[[ READING TEXT, beginning ]]
Fed will wait to decide on MLF extension

“There’s no apparent need to expand that facility today,” Kent Hiteshew, deputy associate director of the Fed’s Division of Financial Stability, said Tuesday in reference to the Fed’s Municipal Liquidity Facility.

Municipal market conditions at the end of this calendar year will determine whether the Federal Reserve and Treasury decide to continue to operate the Fed’s Municipal Liquidity Facility beyond Dec. 31.

That was the message delivered by Kent Hiteshew, deputy associate director of the Fed’s Division of Financial Stability, on Tuesday during a conference sponsored by the Government Finance Officers Association.

Hiteshew’s comment came in response to a letter sent last week to Secretary Treasury Steven Mnuchin, Federal Reserve Chair Jerome Powell, and Congress, by issuer groups that pleaded for extending the MLF past its expiration date of Dec. 31 because the recession effects caused by the pandemic will have a lagging effect long into 2021.

“An extension of the MLF’s origination period into 2021 would very likely mean more access for issuers who need it most,” the groups said.

The groups also said additional federal direct aid is still important.

Hiteshew thanked the issuer groups for sending the letter, explaining, “We need that kind of feedback and look forward to it.”
[[ READING TEXT, end ]]
[[ PROVIDED DATA, beginning ]]
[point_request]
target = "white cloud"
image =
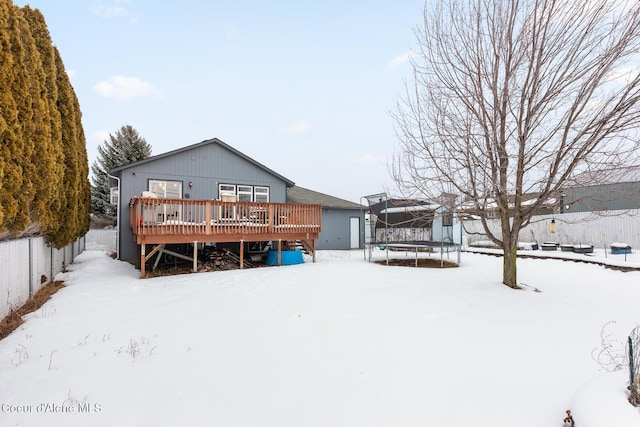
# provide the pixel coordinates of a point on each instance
(99, 136)
(367, 159)
(301, 126)
(113, 9)
(125, 88)
(400, 60)
(624, 74)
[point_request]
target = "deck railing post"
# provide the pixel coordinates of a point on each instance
(207, 218)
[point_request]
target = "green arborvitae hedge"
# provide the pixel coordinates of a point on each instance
(43, 157)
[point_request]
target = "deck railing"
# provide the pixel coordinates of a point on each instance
(186, 217)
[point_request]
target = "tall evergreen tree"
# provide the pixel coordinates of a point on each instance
(48, 141)
(17, 183)
(74, 213)
(125, 147)
(8, 120)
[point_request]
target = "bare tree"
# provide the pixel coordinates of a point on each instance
(511, 101)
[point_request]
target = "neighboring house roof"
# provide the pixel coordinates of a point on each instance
(198, 145)
(301, 195)
(607, 176)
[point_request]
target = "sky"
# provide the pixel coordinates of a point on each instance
(304, 88)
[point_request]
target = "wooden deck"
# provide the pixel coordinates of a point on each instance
(159, 221)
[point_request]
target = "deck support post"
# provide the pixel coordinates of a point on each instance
(279, 252)
(195, 256)
(142, 260)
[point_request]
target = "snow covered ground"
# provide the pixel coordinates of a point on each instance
(341, 342)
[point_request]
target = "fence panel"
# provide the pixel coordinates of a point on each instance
(573, 228)
(27, 265)
(40, 263)
(14, 275)
(101, 240)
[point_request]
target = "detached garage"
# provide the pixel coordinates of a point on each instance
(342, 220)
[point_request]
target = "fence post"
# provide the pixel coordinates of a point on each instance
(634, 398)
(30, 267)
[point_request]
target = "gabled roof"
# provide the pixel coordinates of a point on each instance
(288, 182)
(302, 195)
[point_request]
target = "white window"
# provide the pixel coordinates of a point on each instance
(113, 199)
(245, 193)
(166, 189)
(261, 194)
(226, 189)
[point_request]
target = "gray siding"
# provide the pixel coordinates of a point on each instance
(205, 166)
(336, 231)
(619, 196)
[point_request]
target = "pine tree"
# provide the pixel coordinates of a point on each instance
(125, 147)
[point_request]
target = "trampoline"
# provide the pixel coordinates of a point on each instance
(420, 216)
(415, 246)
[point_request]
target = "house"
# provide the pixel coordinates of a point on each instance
(207, 192)
(343, 225)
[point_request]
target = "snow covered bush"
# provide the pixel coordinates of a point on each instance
(633, 351)
(614, 356)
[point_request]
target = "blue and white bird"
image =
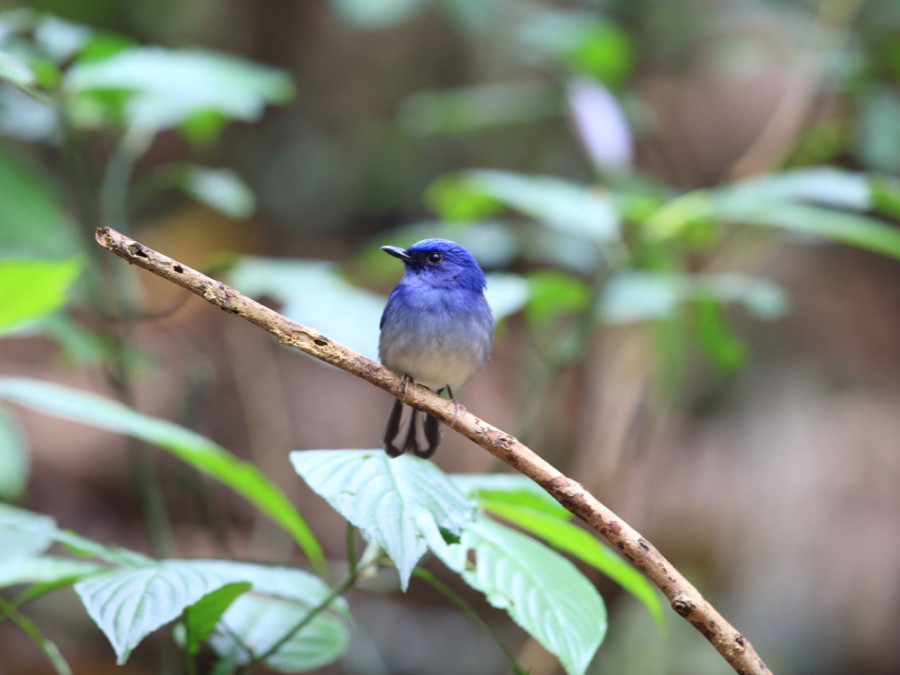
[[ PROVIDED DATA, end ]]
_WHAT TO DO_.
1 - From the article on the Fed's Municipal Liquidity Facility, quote everything from "Municipal market conditions" down to "the groups said.".
2 - Pick up the news article about the possible extension of the Municipal Liquidity Facility after its final sentence and keep writing.

_RESULTS FOR EACH TASK_.
1 -
Municipal market conditions at the end of this calendar year will determine whether the Federal Reserve and Treasury decide to continue to operate the Fed’s Municipal Liquidity Facility beyond Dec. 31.

That was the message delivered by Kent Hiteshew, deputy associate director of the Fed’s Division of Financial Stability, on Tuesday during a conference sponsored by the Government Finance Officers Association.

Hiteshew’s comment came in response to a letter sent last week to Secretary Treasury Steven Mnuchin, Federal Reserve Chair Jerome Powell, and Congress, by issuer groups that pleaded for extending the MLF past its expiration date of Dec. 31 because the recession effects caused by the pandemic will have a lagging effect long into 2021.

“An extension of the MLF’s origination period into 2021 would very likely mean more access for issuers who need it most,” the groups said.

2 -
Hiteshew also told the GFOA conference that an expansion of the MLF won’t happen unless the program is extended into 2021.

“There’s no apparent need to expand that facility today,” he said, noting that the Fed “certainly” has the capacity to expand it if it is needed. Hiteshew said there also are no imminent plans to eliminate premiums.

Hiteshew spoke via a GFOA webcast largely repeating the message he delivered during a congressional oversight hearing that the Fed considers the MLF a success in stabilizing the muni market.

The recent announcement that the Fed will need a 30-day advance notice for any future use of the MLF “was narrowly administrative in nature,” he said, and not indicative of the Fed’s future plans.

The Fed launched the MLF as part of the CARES Act, a coronavirus relief package that was enacted in March. The MLF began operating in May. The Fed has said the MLF pricing was meant to be used as a backstop for borrowers.

The MLF is open to counties with populations of 500,000 or more and cities of 250,000 or more. In June, the central bank allowed U.S. states to be able to have at least two cities or counties eligible to directly issue notes regardless of population. Governors of each state are also able to designate two issuers whose revenues are derived from activities such as public transit and tolls.

Relief to smaller, less frequent issuers is also needed, the issuer groups said in their letter last week, such as passing the Municipal Bond Support Act of 2019. That bill, introduced by Reps. Terri Sewell, D-Ala., and Tom Reed, D-N.Y. would increase to $30 million from the current $10 million the amount of tax-exempt bonds that individual local governments or nonprofits can issue and still qualify to sell debt to banks under favorable terms as bank-qualified.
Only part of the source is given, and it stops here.